El problema:
Según el texto sobre la crítica de la obra de Vicente Espinel, ¿cómo se titula la sección del libro de Peter N. Dunn en la que se trata la obra de Espinel?

Texto proporcionado:

____________________

También Peter N. Dunn14 reconoce la carga de realidad social que se encuentra en obras que califica de no picarescas en el sentido estricto del término, e incluye entre ellas la obra de Espinel a quien dedica unas páginas bien calibradas, dentro de una sección titulada «Beyond the Canon» de su libro sobre el género. Críticamente se apoya en Bataillon, Haley y dos comunicaciones del volumen colectivo La Picaresca. Orígenes, textos y estructuras15: «Marcos de Obregón: la picaresca aburguesada» de James, R. Stamm y «La paciencia de Vicente Espinel y la cólera de Marcos de Obregón» por A. M. García. La misma colección de estudios incluye «Literatura picaresca, novela picaresca y narrativa andaluza» de Navarro González, quien insistía en lo fundamental de la contribución andaluza a la picaresca de fines del XVI y del XVII y establecía una afinidad entre los cultivadores de los géneros picarescos adscritos a Andalucía, por nacimiento o asimilación, y los que representan otras tierras españolas. El concepto de andalucismo que promueve esta reflexión es diferente de la consideración que vamos a exponer sobre la conflictiva sociedad aún fronteriza en que se crió Vicente Espinel.

Debemos mencionar las bien documentadas y agudas contribuciones a principios de los años noventa por Gethin Hughes16. El crítico hace constar la disimilitud entre el carácter irascible y la propensión a pleitear de Vicente Espinel y el autocontrol que adquiere el también impulsivo Marcos. Se analiza lo que su autobiografía tiene en común con las vidas heroicas que se consideraban «gran historia», si bien transfiriendo a la honrada conducta del protagonista y en particular a su ejercicio de la virtud de la paciencia el prestigio otorgado al honor y la nobleza. Desmitificada, esta «gran historia» sirve para elevar a los socialmente humildes a un protagonismo de trasfondo heroico. En este estudio se ahonda también en la conexión Alemán/Espinel. Un posterior artículo17 aproxima las actitudes de Lázaro de Tormes y Marcos de Obregón en la valoración por parte de ambos de la mera supervivencia del hombre acosado por la adversidad. Recogiendo una observación del equipo Lara/Rallo sobre la omnipresencia y exaltación de figuras de la nobleza en tomo al escudero, abunda en el empleo que éste hace de la lisonja como arma defensiva e instrumento para medrar. El servicio a uno mismo controla, además, los silencios que tantas veces sacan de apuros a Marcos; como el callar permitía la vida regalada del envilecido adulto Lázaro de Tormes. Los más dispares campeones de la picardía coinciden, pues, en poner de manifiesto tan fundamental precepto como es el control e incluso la abstención de la palabra.

____________________

Los datos:
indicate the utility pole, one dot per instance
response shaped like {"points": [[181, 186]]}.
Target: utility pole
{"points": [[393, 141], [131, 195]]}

____________________

Respuesta:
«Beyond the Canon».